• Excerpted text
—————

Hopefully, you’ve found a couple things that will help you be successful. If you have any questions or feedback, please feel free to contact me: @jamesmassardo

Effectively Managing Audits and Compliance

|

Summary

Greetings! Today, I’ll be sharing some of my experiences working with audit and compliance. In a previous life, I was responsible for providing compliance data and responses for a portion of multiple internal audits and external examinations.

Discussion

In my experience, audits are really about proving that you did what you said you were going to do. There are sets of standards but they are really only guidance, it’s up to each individual company to define their specific policies. For example, the standard may say that all critical patches must be applied within 30 days of release. However, a company can reclassify a critical browser patch to a lower criticality if they have a mitigating control, like no internet access in the datacenter.

So how do we define what we’re going to do? What I’ve found to be most successful is having the following:

  • Policies - These define what you will and won’t do. I.e. All critical patches are installed within 30 days of release, or Administrative user passwords are rotated every 90 days.

—————

• Data supplied
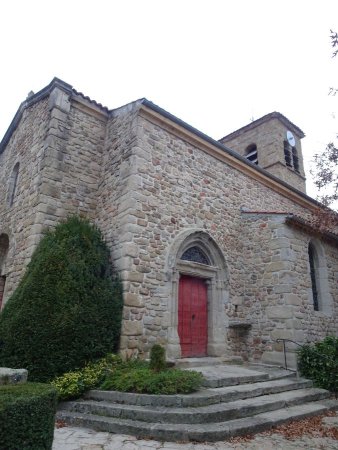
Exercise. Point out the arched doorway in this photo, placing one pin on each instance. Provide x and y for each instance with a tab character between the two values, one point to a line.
198	294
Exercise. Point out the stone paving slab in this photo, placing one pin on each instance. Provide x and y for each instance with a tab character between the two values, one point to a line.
73	438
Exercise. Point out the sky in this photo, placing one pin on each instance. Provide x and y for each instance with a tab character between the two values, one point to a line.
216	64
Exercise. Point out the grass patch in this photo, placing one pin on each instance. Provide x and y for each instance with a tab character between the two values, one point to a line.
139	378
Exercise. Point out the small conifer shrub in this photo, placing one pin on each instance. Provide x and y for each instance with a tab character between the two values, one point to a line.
157	358
67	308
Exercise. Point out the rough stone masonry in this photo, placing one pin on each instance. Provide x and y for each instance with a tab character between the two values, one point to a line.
161	190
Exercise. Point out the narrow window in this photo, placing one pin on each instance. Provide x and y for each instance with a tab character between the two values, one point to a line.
313	275
295	159
12	184
287	154
2	288
251	153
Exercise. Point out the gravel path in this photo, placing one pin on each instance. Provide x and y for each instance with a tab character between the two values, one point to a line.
72	438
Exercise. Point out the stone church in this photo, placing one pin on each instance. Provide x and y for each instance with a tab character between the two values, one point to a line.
212	239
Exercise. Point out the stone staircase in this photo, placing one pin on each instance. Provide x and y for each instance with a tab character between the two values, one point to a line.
235	400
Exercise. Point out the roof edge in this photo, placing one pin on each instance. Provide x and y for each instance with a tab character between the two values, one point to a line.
256	123
30	101
157	109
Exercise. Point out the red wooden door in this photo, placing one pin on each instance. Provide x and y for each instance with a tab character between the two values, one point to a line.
192	316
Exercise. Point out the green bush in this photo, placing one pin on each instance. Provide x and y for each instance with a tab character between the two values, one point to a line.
319	362
27	416
157	358
67	309
72	385
141	379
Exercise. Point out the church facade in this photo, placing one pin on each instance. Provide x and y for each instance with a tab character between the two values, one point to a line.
212	239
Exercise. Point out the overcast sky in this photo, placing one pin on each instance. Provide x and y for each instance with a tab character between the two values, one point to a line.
216	64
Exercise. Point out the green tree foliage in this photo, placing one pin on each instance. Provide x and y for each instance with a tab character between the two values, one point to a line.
319	362
325	171
67	309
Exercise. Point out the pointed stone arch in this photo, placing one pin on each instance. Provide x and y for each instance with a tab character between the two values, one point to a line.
215	275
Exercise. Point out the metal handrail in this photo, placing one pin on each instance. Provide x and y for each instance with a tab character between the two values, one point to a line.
300	345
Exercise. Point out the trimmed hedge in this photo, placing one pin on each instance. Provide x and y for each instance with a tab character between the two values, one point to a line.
319	362
67	310
27	416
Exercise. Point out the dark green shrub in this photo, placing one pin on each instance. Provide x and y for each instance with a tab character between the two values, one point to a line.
66	310
72	385
319	362
157	358
27	416
144	380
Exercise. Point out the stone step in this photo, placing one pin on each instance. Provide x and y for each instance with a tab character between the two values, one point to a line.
203	397
219	412
225	375
185	363
194	432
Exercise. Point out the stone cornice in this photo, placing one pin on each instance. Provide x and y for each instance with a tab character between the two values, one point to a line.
214	148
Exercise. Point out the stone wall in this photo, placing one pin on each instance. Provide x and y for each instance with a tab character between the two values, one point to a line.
150	187
17	221
179	187
58	144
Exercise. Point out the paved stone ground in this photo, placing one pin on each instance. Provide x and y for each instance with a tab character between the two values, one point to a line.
72	438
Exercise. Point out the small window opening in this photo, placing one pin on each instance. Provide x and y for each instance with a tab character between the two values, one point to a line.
2	288
291	156
295	159
251	153
313	274
287	154
195	254
12	184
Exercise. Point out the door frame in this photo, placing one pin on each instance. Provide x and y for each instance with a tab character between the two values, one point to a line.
205	283
218	296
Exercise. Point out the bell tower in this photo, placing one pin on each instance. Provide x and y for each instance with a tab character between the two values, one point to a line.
274	144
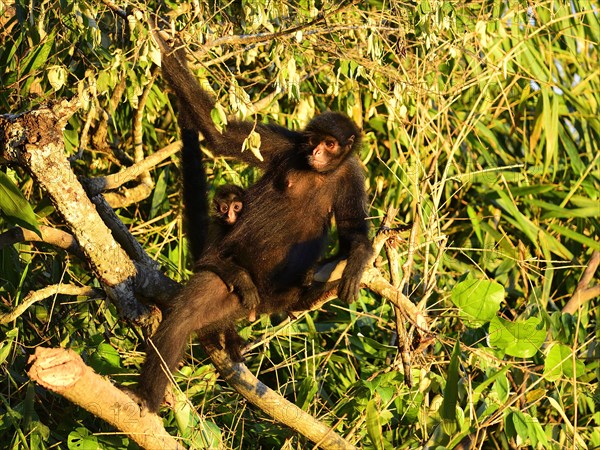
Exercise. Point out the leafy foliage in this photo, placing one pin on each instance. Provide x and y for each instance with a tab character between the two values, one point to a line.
481	119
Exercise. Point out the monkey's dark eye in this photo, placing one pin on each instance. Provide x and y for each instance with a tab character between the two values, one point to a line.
330	143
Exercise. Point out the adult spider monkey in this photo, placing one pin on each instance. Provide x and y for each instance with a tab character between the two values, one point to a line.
309	176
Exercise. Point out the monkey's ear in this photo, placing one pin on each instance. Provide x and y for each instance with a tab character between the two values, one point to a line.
350	141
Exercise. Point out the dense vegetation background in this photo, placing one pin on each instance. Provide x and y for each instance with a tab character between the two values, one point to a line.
480	120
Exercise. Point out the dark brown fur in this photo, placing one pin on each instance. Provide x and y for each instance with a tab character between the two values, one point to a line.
283	231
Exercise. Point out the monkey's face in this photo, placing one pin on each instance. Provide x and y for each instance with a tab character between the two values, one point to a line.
325	153
229	210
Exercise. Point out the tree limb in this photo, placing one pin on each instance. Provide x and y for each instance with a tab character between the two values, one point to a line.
64	372
243	381
34	140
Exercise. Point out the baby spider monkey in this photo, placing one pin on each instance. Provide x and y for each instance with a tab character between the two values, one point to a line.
309	177
228	204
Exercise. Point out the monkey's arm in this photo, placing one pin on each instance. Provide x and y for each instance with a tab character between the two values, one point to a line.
350	212
196	104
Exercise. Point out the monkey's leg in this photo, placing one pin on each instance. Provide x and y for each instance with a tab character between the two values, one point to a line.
204	303
237	278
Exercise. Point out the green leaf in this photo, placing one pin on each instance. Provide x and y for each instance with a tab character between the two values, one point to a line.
374	425
521	339
478	301
36	59
160	199
15	205
82	439
448	408
561	364
306	392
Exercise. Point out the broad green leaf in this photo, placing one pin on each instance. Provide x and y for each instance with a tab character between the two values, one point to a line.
560	363
374	426
521	339
36	59
448	407
478	301
15	205
306	392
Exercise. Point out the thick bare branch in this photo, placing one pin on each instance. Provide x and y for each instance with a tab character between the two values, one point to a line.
241	379
34	140
64	372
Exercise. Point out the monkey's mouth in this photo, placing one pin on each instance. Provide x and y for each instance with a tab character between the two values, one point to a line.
319	166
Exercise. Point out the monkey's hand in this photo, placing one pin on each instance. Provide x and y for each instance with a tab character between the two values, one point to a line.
246	289
349	288
249	296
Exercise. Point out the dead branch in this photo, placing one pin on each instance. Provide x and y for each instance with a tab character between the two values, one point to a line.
48	291
243	381
64	372
95	186
34	141
584	293
51	236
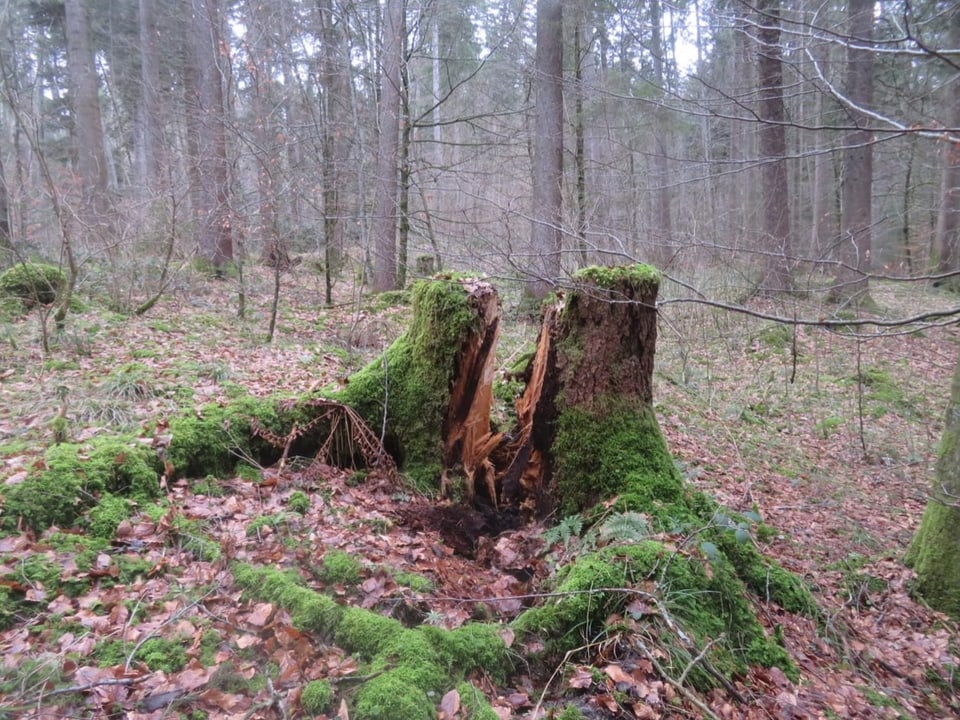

—————

• Short exercise 1
In the text on audits and compliance, how often are administrative user passwords rotated under the example policy?
• Short exercise 2
Tally the lines of the entries that contain the string "church" and give only that number.

• Correct output 1
Every 90 days.

• Correct output 2
2